### RECORDED INFORMATION
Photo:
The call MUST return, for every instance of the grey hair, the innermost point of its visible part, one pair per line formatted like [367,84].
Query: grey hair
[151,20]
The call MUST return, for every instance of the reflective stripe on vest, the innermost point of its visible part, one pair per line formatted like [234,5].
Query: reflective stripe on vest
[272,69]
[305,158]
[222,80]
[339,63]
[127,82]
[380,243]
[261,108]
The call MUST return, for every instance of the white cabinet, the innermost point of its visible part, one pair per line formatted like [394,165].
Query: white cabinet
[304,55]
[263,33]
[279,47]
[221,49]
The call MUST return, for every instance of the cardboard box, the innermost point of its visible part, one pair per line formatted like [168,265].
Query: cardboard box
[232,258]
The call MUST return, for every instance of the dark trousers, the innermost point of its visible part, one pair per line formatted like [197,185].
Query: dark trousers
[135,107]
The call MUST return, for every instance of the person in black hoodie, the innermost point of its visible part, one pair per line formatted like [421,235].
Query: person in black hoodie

### SET TASK
Replace "visible part" with "unoccluded part" everywhere it occurs in all of the material above, and reproduce the rest unchanged.

### RESPONSE TO THIS TASK
Photo:
The call MUST return, for every instance of the grey hair, the innermost point of its unoccluded part, one pair per line formatted like [367,84].
Query: grey hair
[151,20]
The call MUST return, for every instance of the reflective stripe on vest, the innermost point of its unoccluded part, one pair per line formatted like [234,5].
Query: reflective stripe on vest
[272,69]
[305,158]
[222,80]
[339,63]
[127,82]
[380,243]
[261,108]
The call MUST return, for every instance of the white cabinet, the innermost point of its unoccluded part, one pair per line formatted like [394,165].
Query: white cabinet
[304,55]
[263,33]
[279,47]
[221,49]
The call MUST return, for every instance of the cardboard box, the innermost point of its unoccluded part, one pair per line formatted like [168,265].
Query: cardboard box
[232,258]
The call MUST return, for every instance of the dark trousers, the innermost point of its unoccluded part, one pair per line formatted like [197,185].
Query: dark trousers
[135,107]
The call MUST return, for every instance of the person in black hoodie, the innermost point of its unoccluded part, one pair per line formatted like [421,235].
Query: person in black hoodie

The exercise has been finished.